▸ Given request:
Report every line of the data below that contains the word "windshield".

Start of Provided records

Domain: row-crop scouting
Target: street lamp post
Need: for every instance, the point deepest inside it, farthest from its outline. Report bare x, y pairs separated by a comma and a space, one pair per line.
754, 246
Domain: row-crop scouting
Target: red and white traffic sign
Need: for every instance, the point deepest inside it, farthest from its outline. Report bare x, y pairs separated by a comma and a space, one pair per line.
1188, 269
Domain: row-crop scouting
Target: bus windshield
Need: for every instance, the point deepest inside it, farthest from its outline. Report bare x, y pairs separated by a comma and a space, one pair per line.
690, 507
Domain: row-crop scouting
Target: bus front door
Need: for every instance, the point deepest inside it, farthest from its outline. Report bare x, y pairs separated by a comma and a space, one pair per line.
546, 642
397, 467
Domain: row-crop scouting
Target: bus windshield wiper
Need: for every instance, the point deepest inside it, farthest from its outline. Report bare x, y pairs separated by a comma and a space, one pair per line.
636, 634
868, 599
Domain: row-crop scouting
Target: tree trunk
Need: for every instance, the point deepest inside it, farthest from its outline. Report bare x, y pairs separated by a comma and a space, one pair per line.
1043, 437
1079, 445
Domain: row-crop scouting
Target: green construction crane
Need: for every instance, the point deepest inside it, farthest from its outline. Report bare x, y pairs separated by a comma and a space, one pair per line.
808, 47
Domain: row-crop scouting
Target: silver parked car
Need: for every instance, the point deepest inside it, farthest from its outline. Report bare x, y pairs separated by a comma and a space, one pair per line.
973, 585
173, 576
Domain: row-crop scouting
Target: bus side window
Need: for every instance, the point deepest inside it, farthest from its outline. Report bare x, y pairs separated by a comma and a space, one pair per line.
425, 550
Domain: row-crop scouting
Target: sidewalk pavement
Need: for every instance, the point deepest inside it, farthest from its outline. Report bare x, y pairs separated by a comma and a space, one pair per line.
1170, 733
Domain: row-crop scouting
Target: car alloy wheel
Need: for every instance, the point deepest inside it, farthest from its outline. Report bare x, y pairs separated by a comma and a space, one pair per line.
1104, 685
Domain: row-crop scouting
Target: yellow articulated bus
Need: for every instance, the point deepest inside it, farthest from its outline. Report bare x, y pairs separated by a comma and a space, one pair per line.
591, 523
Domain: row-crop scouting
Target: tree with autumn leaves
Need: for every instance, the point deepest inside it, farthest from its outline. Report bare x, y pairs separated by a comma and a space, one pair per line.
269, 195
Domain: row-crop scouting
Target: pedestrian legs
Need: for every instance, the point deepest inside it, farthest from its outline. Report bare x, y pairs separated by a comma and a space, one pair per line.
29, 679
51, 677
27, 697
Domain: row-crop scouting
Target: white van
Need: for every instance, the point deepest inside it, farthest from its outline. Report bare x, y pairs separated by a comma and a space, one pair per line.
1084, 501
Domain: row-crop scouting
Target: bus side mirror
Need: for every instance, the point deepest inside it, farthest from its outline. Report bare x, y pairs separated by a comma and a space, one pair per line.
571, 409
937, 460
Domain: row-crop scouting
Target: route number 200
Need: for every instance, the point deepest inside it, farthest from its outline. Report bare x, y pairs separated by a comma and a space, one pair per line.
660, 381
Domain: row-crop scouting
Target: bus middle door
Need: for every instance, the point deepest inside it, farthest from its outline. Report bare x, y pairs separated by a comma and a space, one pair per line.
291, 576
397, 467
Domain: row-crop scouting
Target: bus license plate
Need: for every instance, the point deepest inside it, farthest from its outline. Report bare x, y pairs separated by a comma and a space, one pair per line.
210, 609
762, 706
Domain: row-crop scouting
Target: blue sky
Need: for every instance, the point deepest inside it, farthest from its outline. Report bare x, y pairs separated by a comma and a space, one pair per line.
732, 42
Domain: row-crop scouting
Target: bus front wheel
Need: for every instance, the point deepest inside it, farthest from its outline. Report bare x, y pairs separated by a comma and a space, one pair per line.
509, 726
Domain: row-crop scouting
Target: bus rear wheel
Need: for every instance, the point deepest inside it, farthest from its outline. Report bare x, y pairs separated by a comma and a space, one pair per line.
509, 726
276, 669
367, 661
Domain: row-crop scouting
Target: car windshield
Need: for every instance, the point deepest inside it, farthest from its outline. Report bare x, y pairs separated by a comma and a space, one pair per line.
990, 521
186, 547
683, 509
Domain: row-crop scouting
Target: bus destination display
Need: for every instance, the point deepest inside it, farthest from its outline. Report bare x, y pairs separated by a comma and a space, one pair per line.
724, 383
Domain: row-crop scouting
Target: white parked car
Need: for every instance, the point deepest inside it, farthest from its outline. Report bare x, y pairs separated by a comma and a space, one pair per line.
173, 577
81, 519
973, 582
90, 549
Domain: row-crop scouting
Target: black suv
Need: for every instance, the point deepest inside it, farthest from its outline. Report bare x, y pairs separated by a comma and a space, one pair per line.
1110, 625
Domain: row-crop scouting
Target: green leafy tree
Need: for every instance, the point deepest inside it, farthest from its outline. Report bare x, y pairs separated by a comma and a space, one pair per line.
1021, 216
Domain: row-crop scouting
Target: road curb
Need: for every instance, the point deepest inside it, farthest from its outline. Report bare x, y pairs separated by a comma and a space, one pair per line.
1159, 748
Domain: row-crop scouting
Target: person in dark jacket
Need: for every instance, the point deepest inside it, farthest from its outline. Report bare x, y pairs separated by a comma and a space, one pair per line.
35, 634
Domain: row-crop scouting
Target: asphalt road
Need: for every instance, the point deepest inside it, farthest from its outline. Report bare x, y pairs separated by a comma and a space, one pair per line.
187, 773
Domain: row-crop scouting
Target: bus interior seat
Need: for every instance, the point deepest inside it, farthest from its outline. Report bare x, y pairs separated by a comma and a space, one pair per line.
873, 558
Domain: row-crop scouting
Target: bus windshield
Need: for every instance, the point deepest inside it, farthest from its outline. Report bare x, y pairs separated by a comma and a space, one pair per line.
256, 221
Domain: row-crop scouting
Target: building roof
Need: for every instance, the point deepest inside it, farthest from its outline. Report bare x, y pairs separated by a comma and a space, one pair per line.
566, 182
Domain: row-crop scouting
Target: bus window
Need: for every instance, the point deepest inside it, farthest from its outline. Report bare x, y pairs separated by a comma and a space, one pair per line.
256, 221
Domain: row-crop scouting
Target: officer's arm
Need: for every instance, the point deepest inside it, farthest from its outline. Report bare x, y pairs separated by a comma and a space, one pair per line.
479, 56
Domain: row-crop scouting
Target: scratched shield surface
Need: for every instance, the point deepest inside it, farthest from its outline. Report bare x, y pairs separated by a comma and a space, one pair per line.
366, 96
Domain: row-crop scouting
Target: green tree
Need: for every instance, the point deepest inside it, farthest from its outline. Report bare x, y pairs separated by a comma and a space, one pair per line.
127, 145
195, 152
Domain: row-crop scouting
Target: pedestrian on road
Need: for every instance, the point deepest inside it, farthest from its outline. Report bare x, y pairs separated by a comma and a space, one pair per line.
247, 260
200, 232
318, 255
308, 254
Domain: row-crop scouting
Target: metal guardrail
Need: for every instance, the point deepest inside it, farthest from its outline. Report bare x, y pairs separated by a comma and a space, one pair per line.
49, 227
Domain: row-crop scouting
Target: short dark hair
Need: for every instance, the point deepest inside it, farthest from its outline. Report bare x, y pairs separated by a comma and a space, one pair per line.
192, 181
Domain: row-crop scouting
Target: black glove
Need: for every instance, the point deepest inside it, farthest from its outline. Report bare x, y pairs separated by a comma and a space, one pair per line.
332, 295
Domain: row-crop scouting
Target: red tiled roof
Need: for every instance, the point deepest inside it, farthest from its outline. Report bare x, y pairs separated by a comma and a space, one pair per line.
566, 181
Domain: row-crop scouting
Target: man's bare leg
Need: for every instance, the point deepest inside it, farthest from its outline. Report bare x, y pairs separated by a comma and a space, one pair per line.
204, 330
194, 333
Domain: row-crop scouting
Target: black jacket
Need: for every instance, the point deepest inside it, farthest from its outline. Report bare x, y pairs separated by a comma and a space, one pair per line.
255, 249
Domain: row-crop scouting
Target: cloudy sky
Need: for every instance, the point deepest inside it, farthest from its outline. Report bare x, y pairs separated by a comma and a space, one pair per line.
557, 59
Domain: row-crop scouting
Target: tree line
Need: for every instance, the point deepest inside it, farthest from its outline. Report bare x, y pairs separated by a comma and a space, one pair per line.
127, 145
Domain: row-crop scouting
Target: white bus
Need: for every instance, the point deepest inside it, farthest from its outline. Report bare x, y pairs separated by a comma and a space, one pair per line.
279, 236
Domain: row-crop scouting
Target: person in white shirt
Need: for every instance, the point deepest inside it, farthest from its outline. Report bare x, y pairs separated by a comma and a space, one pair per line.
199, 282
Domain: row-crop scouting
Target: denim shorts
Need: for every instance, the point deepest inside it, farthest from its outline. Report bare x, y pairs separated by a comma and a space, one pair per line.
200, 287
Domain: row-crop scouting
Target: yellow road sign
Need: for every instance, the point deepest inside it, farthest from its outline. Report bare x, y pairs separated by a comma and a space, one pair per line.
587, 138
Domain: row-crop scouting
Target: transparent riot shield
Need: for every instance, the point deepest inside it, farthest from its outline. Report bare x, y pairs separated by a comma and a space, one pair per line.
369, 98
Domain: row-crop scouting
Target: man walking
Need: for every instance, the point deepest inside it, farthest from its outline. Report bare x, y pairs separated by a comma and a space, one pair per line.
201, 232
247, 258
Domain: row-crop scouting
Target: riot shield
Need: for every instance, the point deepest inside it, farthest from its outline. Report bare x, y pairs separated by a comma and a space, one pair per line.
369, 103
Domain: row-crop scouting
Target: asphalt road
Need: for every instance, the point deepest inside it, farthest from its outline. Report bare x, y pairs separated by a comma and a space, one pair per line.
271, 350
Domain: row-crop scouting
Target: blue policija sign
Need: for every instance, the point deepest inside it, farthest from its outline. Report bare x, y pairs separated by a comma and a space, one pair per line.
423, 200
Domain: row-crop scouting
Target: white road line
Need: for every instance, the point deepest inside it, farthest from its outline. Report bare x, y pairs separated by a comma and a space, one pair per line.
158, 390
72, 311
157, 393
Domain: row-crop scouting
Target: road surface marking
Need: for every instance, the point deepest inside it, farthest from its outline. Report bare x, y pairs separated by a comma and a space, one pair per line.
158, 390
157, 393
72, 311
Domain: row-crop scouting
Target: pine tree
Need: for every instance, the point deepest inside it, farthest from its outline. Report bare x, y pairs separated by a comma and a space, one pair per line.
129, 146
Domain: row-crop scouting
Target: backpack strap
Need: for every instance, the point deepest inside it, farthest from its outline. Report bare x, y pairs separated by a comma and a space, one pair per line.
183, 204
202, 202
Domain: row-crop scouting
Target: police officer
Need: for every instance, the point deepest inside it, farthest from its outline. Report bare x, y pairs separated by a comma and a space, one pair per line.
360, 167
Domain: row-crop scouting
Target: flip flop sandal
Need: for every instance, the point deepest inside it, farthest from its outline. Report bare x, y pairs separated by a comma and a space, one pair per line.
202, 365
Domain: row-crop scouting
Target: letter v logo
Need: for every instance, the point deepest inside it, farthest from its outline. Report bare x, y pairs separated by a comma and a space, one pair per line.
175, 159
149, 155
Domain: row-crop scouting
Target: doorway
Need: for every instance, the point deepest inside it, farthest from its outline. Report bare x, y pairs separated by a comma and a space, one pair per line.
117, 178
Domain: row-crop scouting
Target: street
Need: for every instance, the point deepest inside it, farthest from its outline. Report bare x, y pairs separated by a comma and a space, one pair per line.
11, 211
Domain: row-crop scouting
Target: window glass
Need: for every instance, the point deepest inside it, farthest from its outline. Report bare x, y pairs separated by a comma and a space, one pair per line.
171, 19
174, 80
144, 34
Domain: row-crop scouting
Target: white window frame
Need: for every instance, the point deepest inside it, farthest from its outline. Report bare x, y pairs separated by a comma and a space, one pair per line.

End of Provided records

▸ Expected answer:
Target: bus windshield
Target: bus windshield wiper
Target: car windshield
Target: bus windshield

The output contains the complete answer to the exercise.